[START]

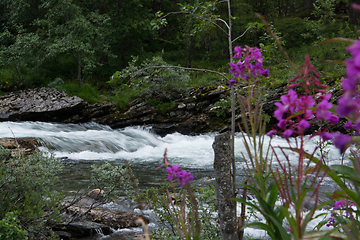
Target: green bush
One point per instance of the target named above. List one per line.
(206, 198)
(85, 91)
(150, 80)
(9, 229)
(26, 188)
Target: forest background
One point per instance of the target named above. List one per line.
(79, 46)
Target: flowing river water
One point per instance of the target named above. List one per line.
(81, 145)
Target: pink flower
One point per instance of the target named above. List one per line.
(304, 124)
(341, 141)
(287, 106)
(288, 133)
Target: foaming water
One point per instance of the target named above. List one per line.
(85, 144)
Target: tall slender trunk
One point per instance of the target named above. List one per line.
(79, 70)
(354, 16)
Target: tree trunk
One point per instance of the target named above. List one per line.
(354, 16)
(79, 70)
(224, 187)
(308, 4)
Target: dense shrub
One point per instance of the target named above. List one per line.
(26, 190)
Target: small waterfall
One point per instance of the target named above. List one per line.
(99, 231)
(91, 143)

[END]

Exercise brief => Rewrite all of the lines above as a JSON list of strings, one string per line, with blank lines left out. Omit the pictures.

Written solution =>
[
  "Target: green bush",
  "One point per instance of the target named above. List one per line.",
  "(206, 198)",
  "(85, 91)",
  "(150, 80)",
  "(9, 229)",
  "(26, 188)",
  "Target: forest background",
  "One point per instance of the target named above. List one per line.",
  "(79, 46)",
  "Target: flowing river water",
  "One point per instance of the target named above. List one per line.",
  "(81, 145)",
  "Target: pink flower",
  "One point per instance of the target named above. List one per line.",
  "(304, 124)",
  "(341, 141)",
  "(287, 106)",
  "(288, 133)",
  "Target: foaming water",
  "One point per instance of the target named above. List one per line.",
  "(85, 144)",
  "Target: tall slender trunk",
  "One point per instance of the target named above. List one per line.",
  "(79, 70)",
  "(354, 16)",
  "Target: tree trunk",
  "One point per instance of the target named above. List one per line.",
  "(354, 16)",
  "(79, 70)",
  "(224, 187)",
  "(308, 4)",
  "Target: dense shrub",
  "One point per instance of the target named above. List one per line.",
  "(26, 190)",
  "Target: small waterfall",
  "One point per instance of the target named above. List one per line.",
  "(99, 231)",
  "(91, 143)"
]